▶ Your goal
Write out the entries, please, from the line containing "query | dark grill stripe" through their final line, exactly and with nothing else.

(Pointing records)
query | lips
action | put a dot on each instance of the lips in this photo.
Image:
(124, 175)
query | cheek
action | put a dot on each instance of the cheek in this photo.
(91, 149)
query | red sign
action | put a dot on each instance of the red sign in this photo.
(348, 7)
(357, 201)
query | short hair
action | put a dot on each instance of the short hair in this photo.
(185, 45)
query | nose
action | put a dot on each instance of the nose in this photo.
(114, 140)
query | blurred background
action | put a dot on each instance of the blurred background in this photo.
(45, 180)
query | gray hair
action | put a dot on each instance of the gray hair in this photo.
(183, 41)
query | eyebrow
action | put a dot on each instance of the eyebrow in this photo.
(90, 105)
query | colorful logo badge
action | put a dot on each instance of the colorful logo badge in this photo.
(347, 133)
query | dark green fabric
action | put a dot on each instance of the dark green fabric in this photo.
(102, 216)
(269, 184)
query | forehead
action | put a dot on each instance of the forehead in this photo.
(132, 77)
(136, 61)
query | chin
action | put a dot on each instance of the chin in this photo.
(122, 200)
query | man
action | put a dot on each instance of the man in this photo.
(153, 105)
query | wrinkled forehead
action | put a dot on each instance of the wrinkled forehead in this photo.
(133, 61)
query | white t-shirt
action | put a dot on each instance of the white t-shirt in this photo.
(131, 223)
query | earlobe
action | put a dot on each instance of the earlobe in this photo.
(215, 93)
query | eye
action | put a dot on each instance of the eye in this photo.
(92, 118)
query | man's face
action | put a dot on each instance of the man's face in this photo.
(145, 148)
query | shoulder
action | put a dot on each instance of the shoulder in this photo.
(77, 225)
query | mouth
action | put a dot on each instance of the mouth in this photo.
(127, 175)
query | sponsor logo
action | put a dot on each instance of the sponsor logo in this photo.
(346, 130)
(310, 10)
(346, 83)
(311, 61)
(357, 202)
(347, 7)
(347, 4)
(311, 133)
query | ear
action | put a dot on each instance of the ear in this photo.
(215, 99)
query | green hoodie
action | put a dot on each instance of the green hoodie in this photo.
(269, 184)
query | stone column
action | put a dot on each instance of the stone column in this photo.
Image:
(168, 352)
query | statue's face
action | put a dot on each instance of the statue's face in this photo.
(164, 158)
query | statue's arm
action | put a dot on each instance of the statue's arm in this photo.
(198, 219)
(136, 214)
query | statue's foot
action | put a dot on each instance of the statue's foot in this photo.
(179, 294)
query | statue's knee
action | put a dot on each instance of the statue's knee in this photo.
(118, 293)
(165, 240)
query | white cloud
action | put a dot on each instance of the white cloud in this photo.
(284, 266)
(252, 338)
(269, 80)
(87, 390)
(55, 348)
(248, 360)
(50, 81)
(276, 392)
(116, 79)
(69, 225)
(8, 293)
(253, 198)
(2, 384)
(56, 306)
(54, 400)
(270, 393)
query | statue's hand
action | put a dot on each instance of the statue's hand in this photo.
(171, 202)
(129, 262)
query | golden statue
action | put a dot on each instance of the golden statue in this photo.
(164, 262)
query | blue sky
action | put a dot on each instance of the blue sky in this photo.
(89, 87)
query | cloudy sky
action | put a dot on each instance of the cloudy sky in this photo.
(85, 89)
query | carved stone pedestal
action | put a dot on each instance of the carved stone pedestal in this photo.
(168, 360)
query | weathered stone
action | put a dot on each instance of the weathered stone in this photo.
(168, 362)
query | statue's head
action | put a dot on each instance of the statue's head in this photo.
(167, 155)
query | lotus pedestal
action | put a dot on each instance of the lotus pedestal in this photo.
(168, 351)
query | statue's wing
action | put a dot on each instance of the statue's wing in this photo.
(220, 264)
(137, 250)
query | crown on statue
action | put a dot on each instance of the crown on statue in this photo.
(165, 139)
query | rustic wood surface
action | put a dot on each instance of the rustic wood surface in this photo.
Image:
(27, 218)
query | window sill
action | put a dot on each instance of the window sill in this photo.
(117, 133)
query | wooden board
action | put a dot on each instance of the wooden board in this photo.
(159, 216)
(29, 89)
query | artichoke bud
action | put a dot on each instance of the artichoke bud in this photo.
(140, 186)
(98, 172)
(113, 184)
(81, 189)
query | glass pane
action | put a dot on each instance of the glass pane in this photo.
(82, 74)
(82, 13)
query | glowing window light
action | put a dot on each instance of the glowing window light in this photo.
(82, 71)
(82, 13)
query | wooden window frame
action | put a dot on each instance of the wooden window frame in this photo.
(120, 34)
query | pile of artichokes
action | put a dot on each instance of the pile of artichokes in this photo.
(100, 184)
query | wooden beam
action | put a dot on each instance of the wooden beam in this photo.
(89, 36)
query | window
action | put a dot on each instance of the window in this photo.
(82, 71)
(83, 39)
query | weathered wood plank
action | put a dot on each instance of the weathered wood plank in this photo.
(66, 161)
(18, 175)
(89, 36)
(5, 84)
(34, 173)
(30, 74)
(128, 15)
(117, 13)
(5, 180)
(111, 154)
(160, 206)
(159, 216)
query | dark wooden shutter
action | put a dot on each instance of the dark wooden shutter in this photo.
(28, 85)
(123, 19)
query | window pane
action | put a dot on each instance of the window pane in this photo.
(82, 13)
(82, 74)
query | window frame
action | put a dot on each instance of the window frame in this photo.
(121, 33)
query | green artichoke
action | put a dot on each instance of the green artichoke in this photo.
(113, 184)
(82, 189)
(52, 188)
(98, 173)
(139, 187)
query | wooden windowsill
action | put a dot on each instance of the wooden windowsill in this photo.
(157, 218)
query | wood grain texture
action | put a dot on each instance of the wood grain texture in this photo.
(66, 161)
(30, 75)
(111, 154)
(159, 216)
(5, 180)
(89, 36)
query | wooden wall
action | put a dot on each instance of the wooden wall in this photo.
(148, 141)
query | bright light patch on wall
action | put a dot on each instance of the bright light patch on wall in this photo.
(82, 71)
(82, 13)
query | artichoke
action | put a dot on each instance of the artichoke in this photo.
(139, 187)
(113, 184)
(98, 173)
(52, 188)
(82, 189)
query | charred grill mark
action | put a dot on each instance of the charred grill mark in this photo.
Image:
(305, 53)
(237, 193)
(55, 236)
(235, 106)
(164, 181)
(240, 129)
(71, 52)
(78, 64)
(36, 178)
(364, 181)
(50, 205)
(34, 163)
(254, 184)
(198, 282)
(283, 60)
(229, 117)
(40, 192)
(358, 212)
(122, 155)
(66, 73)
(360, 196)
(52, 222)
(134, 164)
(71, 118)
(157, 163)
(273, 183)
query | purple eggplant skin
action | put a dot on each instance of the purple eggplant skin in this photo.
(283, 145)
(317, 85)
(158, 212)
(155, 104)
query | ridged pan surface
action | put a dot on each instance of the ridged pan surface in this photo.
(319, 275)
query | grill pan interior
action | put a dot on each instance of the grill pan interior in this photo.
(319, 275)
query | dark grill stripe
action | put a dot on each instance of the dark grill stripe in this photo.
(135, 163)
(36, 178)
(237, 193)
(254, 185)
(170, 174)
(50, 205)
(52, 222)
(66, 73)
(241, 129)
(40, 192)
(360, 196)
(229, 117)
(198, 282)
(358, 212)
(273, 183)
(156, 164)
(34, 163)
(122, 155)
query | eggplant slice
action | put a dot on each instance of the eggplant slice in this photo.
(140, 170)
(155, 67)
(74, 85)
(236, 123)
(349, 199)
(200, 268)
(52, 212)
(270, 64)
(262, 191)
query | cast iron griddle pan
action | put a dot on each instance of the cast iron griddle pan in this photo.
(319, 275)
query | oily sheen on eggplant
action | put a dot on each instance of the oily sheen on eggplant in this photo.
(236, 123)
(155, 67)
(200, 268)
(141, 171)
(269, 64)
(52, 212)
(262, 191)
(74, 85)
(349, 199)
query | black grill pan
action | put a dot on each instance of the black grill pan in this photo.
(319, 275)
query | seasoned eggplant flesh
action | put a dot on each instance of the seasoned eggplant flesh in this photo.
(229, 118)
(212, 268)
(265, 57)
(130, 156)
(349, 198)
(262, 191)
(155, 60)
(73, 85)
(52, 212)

▶ Result
query | dark grill stripe
action | put a dot on each instance of the dark grill stripe in this photo.
(135, 163)
(36, 178)
(237, 193)
(254, 185)
(170, 174)
(50, 205)
(52, 222)
(66, 73)
(241, 129)
(40, 192)
(360, 196)
(229, 117)
(198, 282)
(358, 212)
(273, 183)
(156, 164)
(34, 163)
(122, 155)
query | eggplant slice
action | put a dot on each instance of the eggplant slice in this photo.
(140, 170)
(155, 67)
(74, 85)
(236, 123)
(349, 199)
(200, 268)
(52, 212)
(270, 64)
(262, 191)
query | cast iron griddle pan
action | put a dot on each instance of the cast iron griddle pan in this photo.
(319, 275)
query | oily sheen on eggplant
action | put a dot on each instance of the oily sheen on eggplant in this photo.
(236, 123)
(155, 67)
(200, 268)
(141, 171)
(269, 64)
(52, 212)
(262, 191)
(74, 85)
(349, 199)
query | black grill pan
action | put a dot on each instance of the black grill pan in this photo.
(319, 275)
query | seasoned eggplant flesh
action | put a dot on each instance of the seasoned eggplant flesh in this photo.
(229, 118)
(212, 268)
(265, 57)
(130, 156)
(349, 198)
(262, 191)
(155, 60)
(73, 85)
(52, 212)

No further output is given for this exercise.